[Start of Attachment]

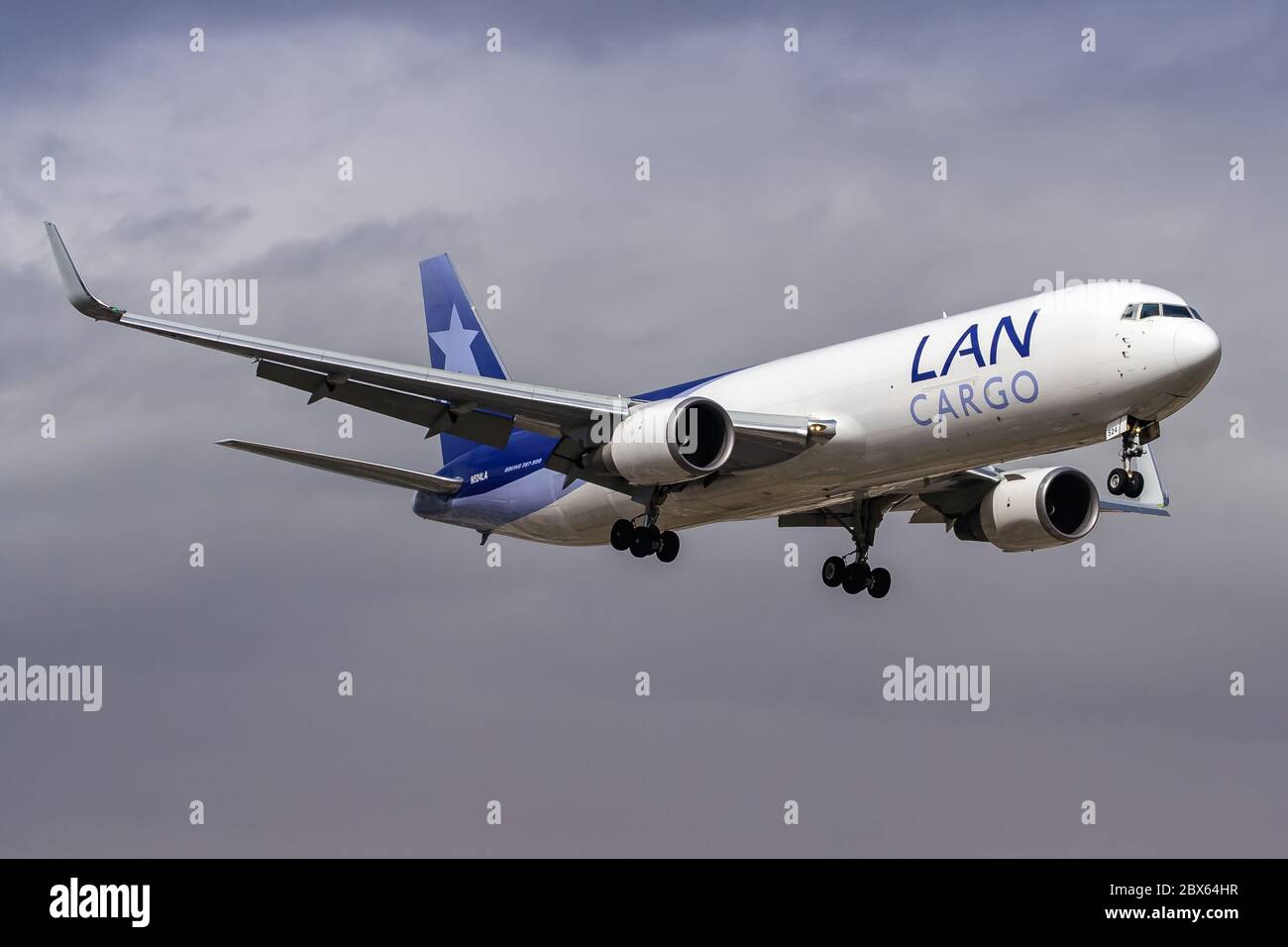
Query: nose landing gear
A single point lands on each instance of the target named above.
(1126, 479)
(858, 577)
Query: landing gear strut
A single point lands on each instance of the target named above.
(645, 539)
(1126, 479)
(858, 577)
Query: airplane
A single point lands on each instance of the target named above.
(915, 420)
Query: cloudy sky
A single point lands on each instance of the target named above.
(516, 684)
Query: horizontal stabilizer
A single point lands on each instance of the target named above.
(362, 470)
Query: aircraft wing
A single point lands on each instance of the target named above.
(480, 408)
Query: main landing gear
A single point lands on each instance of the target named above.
(1125, 479)
(645, 539)
(858, 577)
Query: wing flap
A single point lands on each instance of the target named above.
(362, 470)
(436, 416)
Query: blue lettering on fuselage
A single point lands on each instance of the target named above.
(997, 392)
(1021, 347)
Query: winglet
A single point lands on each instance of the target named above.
(75, 287)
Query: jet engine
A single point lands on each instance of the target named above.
(1033, 509)
(669, 442)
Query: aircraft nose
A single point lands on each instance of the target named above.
(1197, 351)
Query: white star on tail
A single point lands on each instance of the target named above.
(455, 342)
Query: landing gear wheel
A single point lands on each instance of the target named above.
(644, 541)
(855, 578)
(833, 570)
(621, 535)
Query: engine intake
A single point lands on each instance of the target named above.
(1033, 509)
(669, 442)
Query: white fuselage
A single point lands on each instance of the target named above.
(1080, 368)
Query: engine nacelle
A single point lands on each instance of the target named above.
(1033, 509)
(669, 442)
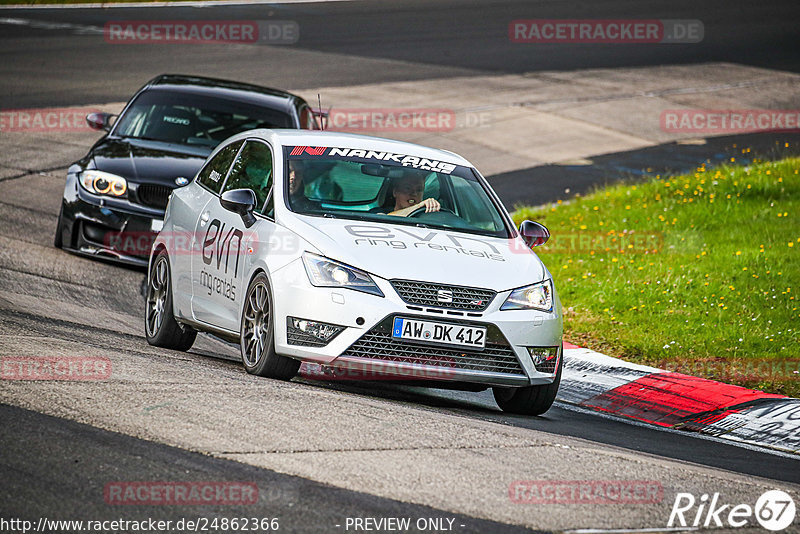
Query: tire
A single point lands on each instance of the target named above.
(257, 335)
(529, 400)
(160, 327)
(58, 239)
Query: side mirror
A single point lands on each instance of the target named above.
(99, 120)
(534, 233)
(241, 201)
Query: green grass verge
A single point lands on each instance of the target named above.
(695, 273)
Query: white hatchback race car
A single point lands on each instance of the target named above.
(357, 252)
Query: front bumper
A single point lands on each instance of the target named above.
(366, 344)
(111, 229)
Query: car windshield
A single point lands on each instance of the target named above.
(191, 119)
(387, 187)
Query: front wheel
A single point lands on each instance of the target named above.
(529, 400)
(257, 338)
(161, 328)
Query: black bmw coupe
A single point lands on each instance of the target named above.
(115, 196)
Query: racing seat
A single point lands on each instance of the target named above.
(174, 124)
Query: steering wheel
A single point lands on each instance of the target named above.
(421, 210)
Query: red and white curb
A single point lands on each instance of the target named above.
(668, 399)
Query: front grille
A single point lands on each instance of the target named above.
(378, 344)
(295, 336)
(548, 366)
(155, 196)
(429, 294)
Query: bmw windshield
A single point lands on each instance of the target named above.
(191, 119)
(394, 188)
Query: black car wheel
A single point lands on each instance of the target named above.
(161, 328)
(529, 400)
(257, 338)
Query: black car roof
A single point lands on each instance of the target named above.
(243, 92)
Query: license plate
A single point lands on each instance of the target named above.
(440, 333)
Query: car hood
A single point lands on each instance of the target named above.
(424, 254)
(148, 161)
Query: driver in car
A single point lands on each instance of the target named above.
(407, 195)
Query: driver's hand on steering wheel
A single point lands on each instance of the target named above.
(430, 205)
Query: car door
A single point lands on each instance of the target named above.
(219, 267)
(184, 212)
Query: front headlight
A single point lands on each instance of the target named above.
(323, 272)
(104, 183)
(534, 297)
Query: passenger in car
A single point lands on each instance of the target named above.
(405, 197)
(297, 196)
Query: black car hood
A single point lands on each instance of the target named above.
(142, 161)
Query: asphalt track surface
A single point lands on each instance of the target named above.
(56, 465)
(349, 43)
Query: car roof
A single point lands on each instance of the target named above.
(315, 138)
(242, 92)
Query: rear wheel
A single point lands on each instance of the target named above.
(161, 328)
(529, 400)
(257, 338)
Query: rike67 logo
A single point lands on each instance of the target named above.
(774, 510)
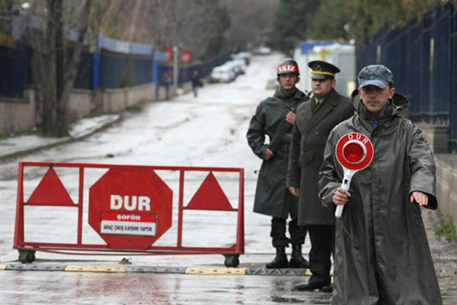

[End of Attachment]

## The task
Once the pictures are set aside, repeat the data above exactly.

## Answer
Query: nose landing gear
A single point lands on each instance of the target named above.
(1126, 479)
(858, 577)
Query: landing gear strut
A single point lands on each instance of the target named above.
(645, 539)
(1126, 479)
(858, 577)
Query: airplane
A single point lands on each instance of the target named above.
(915, 420)
Query: cloudy sky
A single point lands on each instance of the target named above.
(516, 684)
Query: horizontal stabilizer
A single point lands on each instance of the target named above.
(362, 470)
Query: aircraft wing
A single point lands on each instance of the target named above.
(480, 408)
Query: main landing gear
A single point lands on each instance of the target named above.
(1125, 479)
(645, 539)
(858, 577)
Query: wing flap
A single point lands on each instance of the target named above.
(362, 470)
(436, 416)
Query: blue lettering on fuselage
A single point lands on each instance of the target named above.
(997, 392)
(1021, 347)
Query: winglet
A single point lands on each instance of the target named above.
(75, 287)
Query: jet engine
A single point lands on each instance of the target named above.
(1033, 509)
(669, 442)
Query: aircraft nose
A single point lands on each instance of the target named above.
(1197, 351)
Query: white star on tail
A single point lands on each instance of the target named above.
(455, 342)
Query: landing gear wheel
A single point lands on each instance of the target named above.
(644, 541)
(855, 578)
(833, 570)
(621, 535)
Query: engine intake
A single point lands on each instance of the target named above.
(1033, 509)
(669, 442)
Query: white fuselage
A single point lands on each instance of the target named above.
(1080, 368)
Query: engine nacelle
A single point lands on each instance of the target named above.
(1033, 509)
(669, 442)
Query: tire
A single point lands on each instance of the target named above.
(257, 335)
(529, 400)
(160, 327)
(58, 239)
Query: side mirror
A single point lands on each instance of the target named above.
(99, 120)
(534, 233)
(241, 201)
Query: green grass verge
A single point lands on each instance of the target named above.
(695, 273)
Query: white hatchback race car
A single point lands on each instance of the target named above.
(357, 252)
Query: front bumper
A single point lands on each instance of the target named above.
(366, 344)
(111, 229)
Query: car windshield
A single point lands on each instance of the target named above.
(191, 119)
(387, 187)
Query: front wheel
A single point lands on each instance of the target named above.
(529, 400)
(257, 338)
(161, 328)
Query: black bmw coupe
A single point lands on each instance of the target named above.
(115, 196)
Query: racing seat
A single point lands on each instance of the target named above.
(174, 124)
Query: steering wheel
A single point lands on each instance of the target named above.
(421, 210)
Query: red and white curb
A single point lands on each instance of the target named above.
(668, 399)
Query: front grille
A single point lands on each instance of the target named above.
(378, 344)
(295, 336)
(548, 366)
(155, 196)
(429, 294)
Query: bmw windshield
A single point lands on each instance of the target named above.
(191, 119)
(394, 188)
Query: black car wheel
A single point lands on each instance of the target named above.
(161, 328)
(529, 400)
(257, 338)
Query: black car roof
A single point lands on each instance of the target named above.
(243, 92)
Query: license plate
A single point lands on each instance of the target named above.
(440, 333)
Query: car hood
A single point lands on each instance of the target named above.
(424, 254)
(148, 161)
Query: driver in car
A single point lands on each instance of the target named above.
(407, 195)
Query: driver's hand on steering wheel
A single point lands on each instance of the target named above.
(430, 205)
Query: car door
A single point lands on each instance of the target named above.
(219, 267)
(184, 212)
Query: front headlight
A single point lands on each instance of the target named above.
(323, 272)
(104, 183)
(534, 297)
Query: passenger in car
A single point lands on each instance of the target named above.
(405, 197)
(297, 196)
Query: black car hood
A single point lands on each instance of the target named above.
(142, 161)
Query: asphalt track surface
A single point lands on each instance of the target named above.
(56, 465)
(349, 43)
Query: car roof
A single point lands on each instance of the target named above.
(315, 138)
(242, 92)
Query: rear wheel
A single point lands on each instance of the target named above.
(161, 328)
(529, 400)
(257, 338)
Query: rike67 logo
A single point lands on each instance of the target named above.
(774, 510)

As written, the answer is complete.